WHAT YOU NEED TO DO:
Repeat every record exactly as written, but leave out the pictures.

RECORD EXTRACTS:
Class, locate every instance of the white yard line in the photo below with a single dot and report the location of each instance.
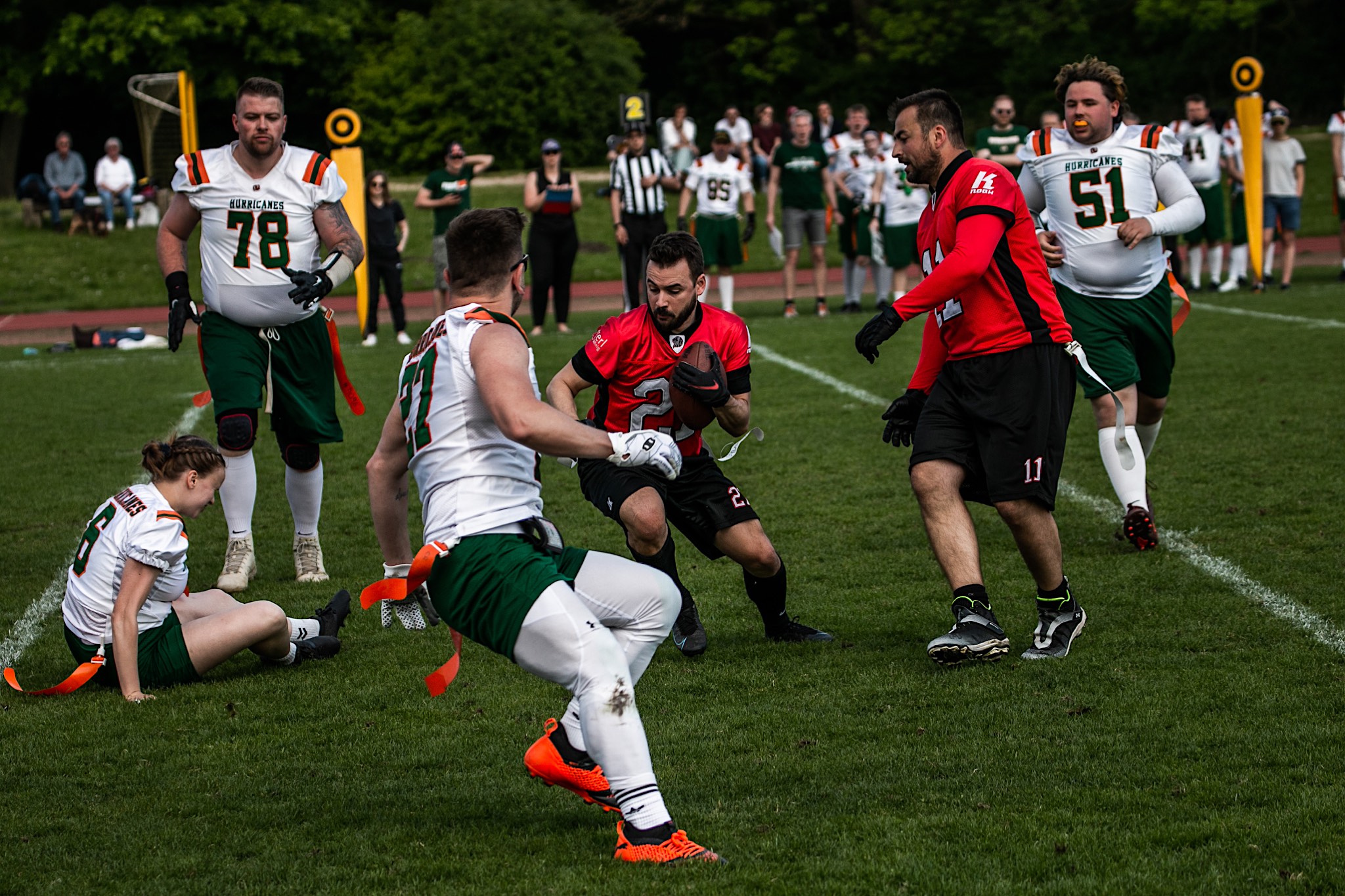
(27, 629)
(1216, 567)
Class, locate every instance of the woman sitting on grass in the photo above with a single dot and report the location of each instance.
(128, 586)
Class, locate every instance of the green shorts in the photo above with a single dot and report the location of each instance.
(486, 586)
(1129, 341)
(900, 245)
(1212, 228)
(718, 238)
(160, 653)
(242, 362)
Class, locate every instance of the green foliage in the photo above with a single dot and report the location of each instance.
(495, 75)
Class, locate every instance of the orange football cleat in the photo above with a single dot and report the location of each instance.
(674, 849)
(586, 779)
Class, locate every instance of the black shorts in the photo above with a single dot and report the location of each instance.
(1003, 419)
(701, 501)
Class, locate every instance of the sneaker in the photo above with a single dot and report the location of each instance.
(332, 617)
(1139, 528)
(974, 636)
(1055, 633)
(240, 566)
(688, 633)
(794, 630)
(659, 844)
(320, 648)
(580, 774)
(309, 561)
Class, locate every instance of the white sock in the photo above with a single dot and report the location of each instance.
(304, 490)
(304, 629)
(726, 292)
(1129, 484)
(238, 494)
(1147, 436)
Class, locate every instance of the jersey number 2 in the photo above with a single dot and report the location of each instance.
(272, 233)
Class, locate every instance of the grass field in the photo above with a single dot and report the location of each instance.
(1189, 743)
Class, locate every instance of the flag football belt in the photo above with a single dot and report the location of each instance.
(439, 680)
(347, 389)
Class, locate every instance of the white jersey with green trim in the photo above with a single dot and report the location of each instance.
(252, 227)
(472, 479)
(1201, 148)
(139, 524)
(718, 184)
(1090, 191)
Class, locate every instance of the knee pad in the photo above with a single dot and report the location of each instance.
(237, 430)
(299, 456)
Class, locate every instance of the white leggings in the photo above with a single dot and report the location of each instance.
(598, 640)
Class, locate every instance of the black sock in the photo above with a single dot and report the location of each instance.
(768, 594)
(666, 562)
(1057, 599)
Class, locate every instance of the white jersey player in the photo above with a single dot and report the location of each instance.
(470, 425)
(127, 590)
(1102, 183)
(264, 206)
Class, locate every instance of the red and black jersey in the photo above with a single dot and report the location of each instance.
(631, 362)
(986, 282)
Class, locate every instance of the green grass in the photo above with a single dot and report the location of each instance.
(1191, 742)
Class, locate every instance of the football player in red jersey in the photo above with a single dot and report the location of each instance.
(632, 359)
(989, 405)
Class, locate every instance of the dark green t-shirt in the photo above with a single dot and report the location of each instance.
(440, 183)
(1002, 142)
(801, 175)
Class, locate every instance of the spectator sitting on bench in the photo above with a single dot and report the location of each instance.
(65, 174)
(115, 178)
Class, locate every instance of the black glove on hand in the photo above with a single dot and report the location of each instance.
(880, 328)
(902, 417)
(711, 387)
(310, 286)
(181, 308)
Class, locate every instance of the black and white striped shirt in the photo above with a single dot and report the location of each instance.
(627, 172)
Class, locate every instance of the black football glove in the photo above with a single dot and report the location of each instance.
(181, 308)
(902, 417)
(711, 387)
(310, 286)
(880, 328)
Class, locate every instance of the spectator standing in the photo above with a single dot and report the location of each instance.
(550, 198)
(65, 174)
(115, 179)
(639, 178)
(678, 137)
(799, 178)
(1283, 159)
(449, 194)
(387, 230)
(766, 136)
(1001, 140)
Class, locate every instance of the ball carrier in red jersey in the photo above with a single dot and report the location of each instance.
(632, 359)
(989, 405)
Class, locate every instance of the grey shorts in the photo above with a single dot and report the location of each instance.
(439, 253)
(797, 221)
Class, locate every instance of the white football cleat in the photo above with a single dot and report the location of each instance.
(240, 566)
(309, 561)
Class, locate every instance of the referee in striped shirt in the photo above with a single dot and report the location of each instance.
(639, 178)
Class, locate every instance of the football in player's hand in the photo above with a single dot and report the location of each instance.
(689, 409)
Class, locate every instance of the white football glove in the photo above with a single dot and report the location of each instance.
(648, 448)
(408, 612)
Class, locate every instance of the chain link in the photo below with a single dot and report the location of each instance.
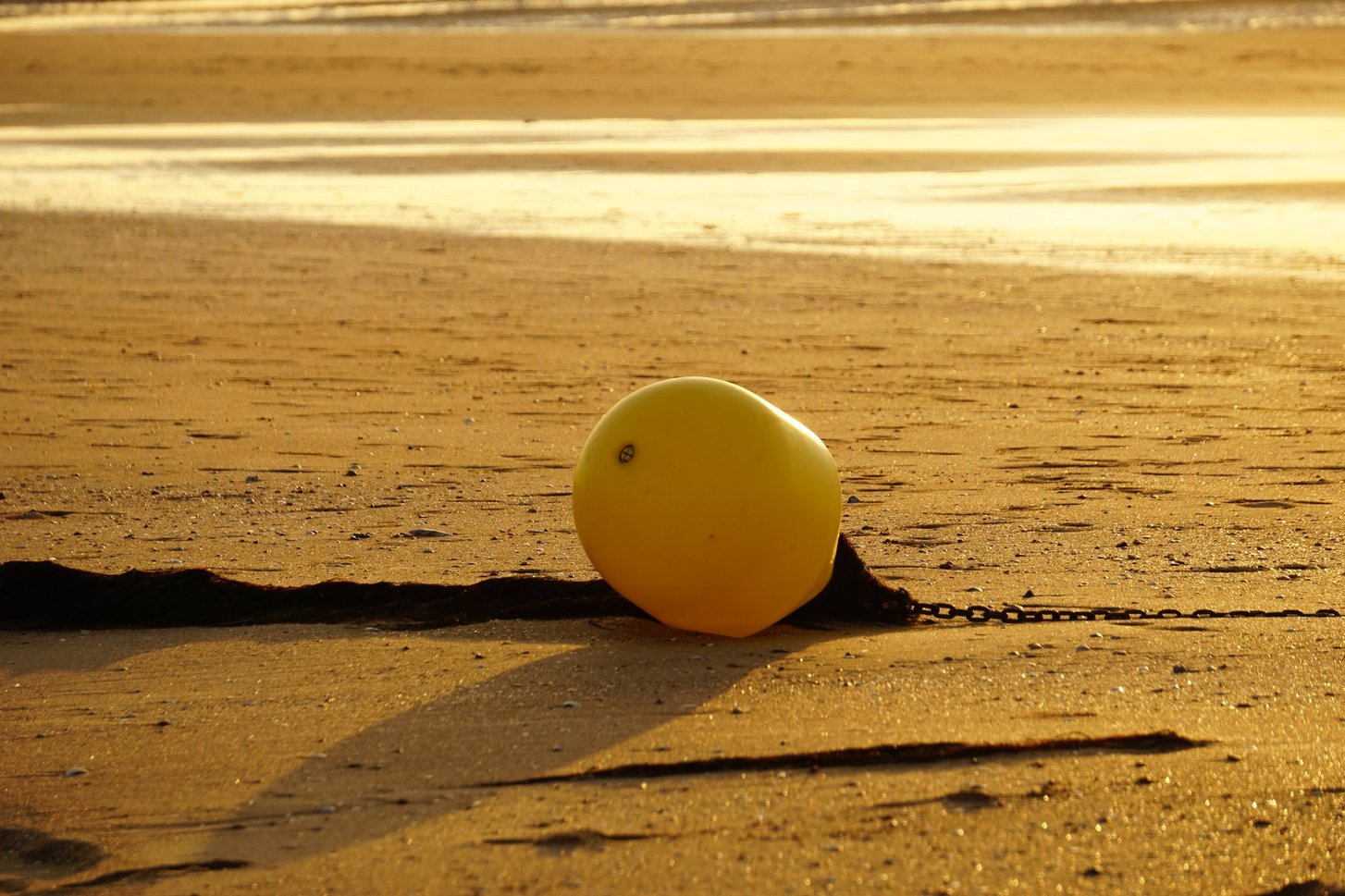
(1016, 614)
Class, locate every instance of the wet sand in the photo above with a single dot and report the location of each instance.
(285, 402)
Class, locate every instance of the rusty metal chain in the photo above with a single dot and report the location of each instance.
(1016, 614)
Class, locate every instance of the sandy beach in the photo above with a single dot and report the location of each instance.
(194, 380)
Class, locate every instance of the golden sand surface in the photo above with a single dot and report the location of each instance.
(283, 401)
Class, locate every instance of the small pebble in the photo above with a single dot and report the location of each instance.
(426, 533)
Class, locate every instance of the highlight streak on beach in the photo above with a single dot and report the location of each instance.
(292, 301)
(1206, 194)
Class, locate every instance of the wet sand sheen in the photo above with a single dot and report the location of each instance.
(287, 402)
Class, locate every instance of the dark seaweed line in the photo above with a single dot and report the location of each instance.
(43, 595)
(1160, 742)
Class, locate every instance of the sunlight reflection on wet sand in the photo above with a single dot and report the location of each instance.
(1202, 194)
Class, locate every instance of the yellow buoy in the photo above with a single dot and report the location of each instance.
(708, 506)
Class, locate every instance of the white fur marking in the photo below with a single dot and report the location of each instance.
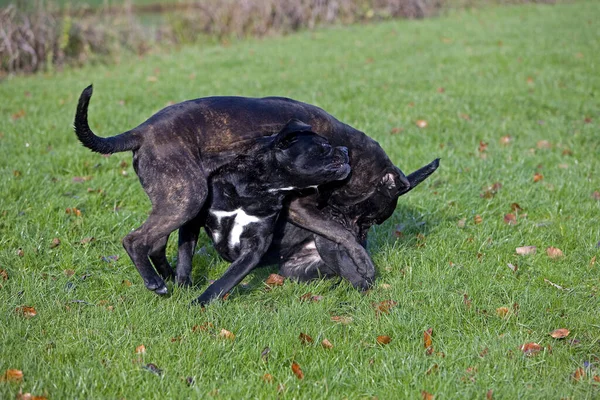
(240, 222)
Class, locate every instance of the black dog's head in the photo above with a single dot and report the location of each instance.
(304, 159)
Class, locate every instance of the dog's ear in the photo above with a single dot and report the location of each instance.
(289, 133)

EXPECTED ANSWER:
Class, locate every instance of the white yard line in the photo below with a single dot and report the location of each instance.
(27, 629)
(1216, 567)
Class, locate every instance of the woman sitting on grass in the photo above with a single dot and report the location of each instance.
(128, 586)
Class, locate every instance of the green shorts in the photo above with a single dot and report the location of each instance.
(486, 586)
(1129, 341)
(900, 245)
(1212, 228)
(718, 238)
(160, 653)
(242, 362)
Class, locate every instance of the green foliage in the photo above with a single dot and report the location of each instance.
(495, 75)
Class, locate every instance of the orange football cleat in the photo above with a single dot and report the location of each instance.
(674, 849)
(586, 779)
Class, locate every instance of the black shorts in the photo above with a single dot and report the location of each instance.
(1003, 419)
(701, 501)
Class, locate every instance of the sneaker in the photo above with a single dot and report the location of each instance.
(332, 617)
(1139, 528)
(974, 636)
(1055, 633)
(240, 566)
(688, 633)
(794, 630)
(659, 844)
(320, 648)
(580, 774)
(309, 561)
Class, locate every instance of the white sock in the photo above with a single dot and report the location of each instance.
(304, 490)
(304, 629)
(726, 292)
(1129, 484)
(238, 494)
(1147, 436)
Class, locate every instance of the jersey number 2 in the photo above with a single dot and report the location of each instance.
(272, 233)
Class, locate every instance of the grass field in the photo above with a single dot and report the location of each instance.
(1189, 743)
Class, locate every instance of the flag football belt in the photo above with a single dot and report the location of each instance.
(439, 680)
(347, 389)
Class, locate every instance of the white jersey with green trim in the photo above with a single dot and report the location of each instance.
(252, 227)
(472, 479)
(1201, 148)
(139, 524)
(718, 184)
(1090, 191)
Class, locate every instance of the knee pad in the photo above with a single dot and report the location of each instance.
(237, 430)
(299, 456)
Class, locate every instance of the white leggings in the photo above with a single dot and report the location of each instance.
(598, 640)
Class, locate every instance of the black sock in the photo above with a single dot and report the location of each instance.
(768, 594)
(666, 562)
(1057, 599)
Class, locate every instance of the white jersey player in the photo above with a single dot and report the location of each instance.
(470, 425)
(127, 590)
(1102, 183)
(264, 206)
Class, locate every instance of the red and black jersey in the photo above with a single dot and report the location of each instance.
(631, 362)
(986, 282)
Class, locate every instance of the green grass in the photo above with a single dot and report the location of each instance.
(1191, 742)
Class, locate every instance of the football player in red jersey in the photo above with a single dot and report the location of each instance.
(632, 359)
(989, 405)
Class, locate every instance of the dark green t-shirt in the photo above with a single dot and report the location of each instance.
(440, 183)
(1002, 142)
(801, 175)
Class, locate every instance of the spectator sitting on bench in the photo above with a single dot and report the location of each instance.
(65, 174)
(115, 178)
Class, locate every instance of the black glove on hand in the photo above with a single dot and report the location of each instance.
(880, 328)
(902, 417)
(711, 387)
(310, 286)
(181, 308)
Class, locate every instance of the black and white striped shirt in the photo above with a single dot and report the location of each instance.
(627, 172)
Class, locate every instance of the black football glove in the photo above with a single dot and report the location of each instance.
(181, 308)
(902, 417)
(711, 387)
(310, 286)
(880, 328)
Class, locate every instance of the spectator standing in the photo above with a single dot and report the location of each instance.
(550, 198)
(65, 174)
(115, 179)
(639, 178)
(678, 137)
(799, 178)
(1283, 159)
(449, 194)
(387, 230)
(766, 136)
(1001, 140)
Class, locate every instance of the ball carrier in red jersey in the photo above with a single dot and report the location of each instance.
(632, 359)
(989, 405)
Class, locate every instance of the grey shorts in the photo above with a single dot and report the location of each instance.
(439, 253)
(797, 221)
Class, locate every instance of the white football cleat in the photo above with a single dot and report the location of each instance.
(240, 566)
(309, 561)
Class, locate every instance of the referee in striped shirt in the photo above with a single dot and report the location of each instance.
(639, 178)
Class, locate every instance of the football in player's hand in the photo above with a single dot and report the location of each instance.
(689, 409)
Class, locate every instance of the white football glove in the photo above with a single dot and report the location of each instance.
(648, 448)
(408, 612)
Class, locate every instance of the chain link in the photo below with a single dot and report the location of each instance.
(1016, 614)
Class, locate every instance of the wet sand in the photo above with a single dot and report the location of each instance.
(285, 402)
Class, locate every instance of the rusty metal chain in the photo above with a single dot and report the location of each instance.
(1016, 614)
Class, locate every instance of the sandy beach in the photo above with a single dot and report the location of each instance.
(194, 380)
Class, locate every instance of the golden sand surface in the photo above with a single dot and report the location of each instance.
(283, 401)
Class, locate every instance of the small pebble in the photo above with a single dot and report the location of each instance.
(426, 533)
Class, locate every instance of the highlight streak on beach in the photo above with a single dot and report the location of each instance.
(292, 301)
(1206, 194)
Class, locate every instance of the wet sand sheen in the photo above with a single dot and report the location of each instance.
(287, 402)
Class, locate every instance of the dark seaweed line in the photo above with a single dot and report the location of each instance.
(43, 595)
(1160, 742)
Class, locate every instance of the sunlight reflection on wet sand in the photo above with a single dot and report the location of each instance.
(1202, 194)
Class, locate every instance of the yellow buoy in the photo above with a single dot and report the location of each instance.
(708, 506)
Class, locate every instance of the white fur marking in the photo below with a single dot and report the location of each instance.
(240, 222)
Class, locate every instance of the black dog's head in the photo above with a single dot and report the location of each instance.
(304, 159)
Class, locate every instance of the dog's ear in the photo above with a single dot and report the location of each instance.
(289, 133)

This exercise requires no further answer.